▶ Problem requirements
Rewrite the data below so that every "named coordinates" becomes "labeled coordinates", and leave everything else unchanged.

▶ Extracted records
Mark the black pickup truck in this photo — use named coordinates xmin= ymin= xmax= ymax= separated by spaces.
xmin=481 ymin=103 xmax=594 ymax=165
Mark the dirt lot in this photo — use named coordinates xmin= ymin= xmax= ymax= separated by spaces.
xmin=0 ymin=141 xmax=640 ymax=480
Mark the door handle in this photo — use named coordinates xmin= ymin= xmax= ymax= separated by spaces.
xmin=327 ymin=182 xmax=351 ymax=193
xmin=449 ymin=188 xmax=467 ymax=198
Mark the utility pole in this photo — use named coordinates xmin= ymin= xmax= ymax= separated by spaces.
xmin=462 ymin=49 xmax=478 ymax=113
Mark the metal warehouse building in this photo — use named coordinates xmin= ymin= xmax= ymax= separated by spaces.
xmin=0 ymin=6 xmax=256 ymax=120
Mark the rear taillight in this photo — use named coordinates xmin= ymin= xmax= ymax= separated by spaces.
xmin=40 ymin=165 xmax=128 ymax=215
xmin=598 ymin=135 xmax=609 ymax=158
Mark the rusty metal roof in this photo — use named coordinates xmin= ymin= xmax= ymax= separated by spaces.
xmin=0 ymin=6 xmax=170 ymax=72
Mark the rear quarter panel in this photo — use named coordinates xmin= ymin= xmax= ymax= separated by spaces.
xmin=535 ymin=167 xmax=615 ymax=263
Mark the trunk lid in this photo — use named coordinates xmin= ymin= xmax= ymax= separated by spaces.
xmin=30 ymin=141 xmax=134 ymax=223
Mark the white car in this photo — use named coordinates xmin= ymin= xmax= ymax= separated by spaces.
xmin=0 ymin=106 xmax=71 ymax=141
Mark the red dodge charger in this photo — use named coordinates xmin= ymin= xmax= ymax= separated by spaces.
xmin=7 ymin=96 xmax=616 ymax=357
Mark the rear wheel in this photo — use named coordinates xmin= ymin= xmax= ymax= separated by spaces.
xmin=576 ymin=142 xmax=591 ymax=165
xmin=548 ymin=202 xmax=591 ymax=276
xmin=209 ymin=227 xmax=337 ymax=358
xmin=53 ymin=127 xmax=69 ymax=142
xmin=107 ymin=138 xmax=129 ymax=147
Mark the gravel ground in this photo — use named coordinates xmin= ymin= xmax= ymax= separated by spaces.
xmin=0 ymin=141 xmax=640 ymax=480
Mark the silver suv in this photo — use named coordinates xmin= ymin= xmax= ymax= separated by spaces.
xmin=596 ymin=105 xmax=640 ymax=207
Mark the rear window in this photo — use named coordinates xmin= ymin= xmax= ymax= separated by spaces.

▶ Task result
Mark the black pickup truck in this photo — use labeled coordinates xmin= ymin= xmax= ymax= separated by spaces.
xmin=481 ymin=103 xmax=594 ymax=165
Mark the dirt lot in this photo — use labeled coordinates xmin= ymin= xmax= ymax= separated by spaces.
xmin=0 ymin=141 xmax=640 ymax=480
Mark the door handle in this photo — use labeled coordinates xmin= ymin= xmax= ymax= separated by spaces.
xmin=327 ymin=182 xmax=351 ymax=193
xmin=449 ymin=188 xmax=467 ymax=198
Mark the utility pole in this photo — use labeled coordinates xmin= ymin= xmax= ymax= separated by spaces.
xmin=462 ymin=49 xmax=478 ymax=113
Mark the metal warehouse building in this photo — use labeled coordinates xmin= ymin= xmax= ymax= separated by spaces.
xmin=0 ymin=6 xmax=256 ymax=120
Mark the rear taillight in this photo — use labeled coordinates xmin= ymin= xmax= ymax= separated by spaces.
xmin=40 ymin=165 xmax=128 ymax=215
xmin=598 ymin=135 xmax=609 ymax=158
Mark the rusty metal roof in this photo — use labeled coordinates xmin= ymin= xmax= ymax= separated by spaces.
xmin=0 ymin=6 xmax=170 ymax=72
Mark the rear quarter panel in this photo — use labeled coordinates xmin= ymin= xmax= ymax= separated by spaces.
xmin=535 ymin=167 xmax=615 ymax=263
Mark the trunk lid in this photo — use labeled coordinates xmin= ymin= xmax= ymax= separated by spaces.
xmin=30 ymin=141 xmax=134 ymax=223
Mark the white car in this photo — use labeled coordinates xmin= ymin= xmax= ymax= separated by spaces.
xmin=0 ymin=106 xmax=71 ymax=141
Mark the red dodge charger in this photo — use labeled coordinates xmin= ymin= xmax= ymax= separated by spaces.
xmin=7 ymin=96 xmax=616 ymax=357
Mark the rear wheel in this photo — use labeled coordinates xmin= ymin= xmax= ymax= separated by spaces.
xmin=576 ymin=142 xmax=591 ymax=165
xmin=548 ymin=202 xmax=591 ymax=276
xmin=209 ymin=227 xmax=337 ymax=358
xmin=53 ymin=127 xmax=69 ymax=142
xmin=107 ymin=138 xmax=129 ymax=147
Mark the gravel ground in this photo — use labeled coordinates xmin= ymin= xmax= ymax= separated by spaces.
xmin=0 ymin=141 xmax=640 ymax=480
Mark the silver suv in this photo — use labeled coordinates xmin= ymin= xmax= ymax= separated by spaces.
xmin=596 ymin=105 xmax=640 ymax=207
Mark the rear window in this photo — use labeled coordinates xmin= ymin= xmax= ymax= separated by spaces.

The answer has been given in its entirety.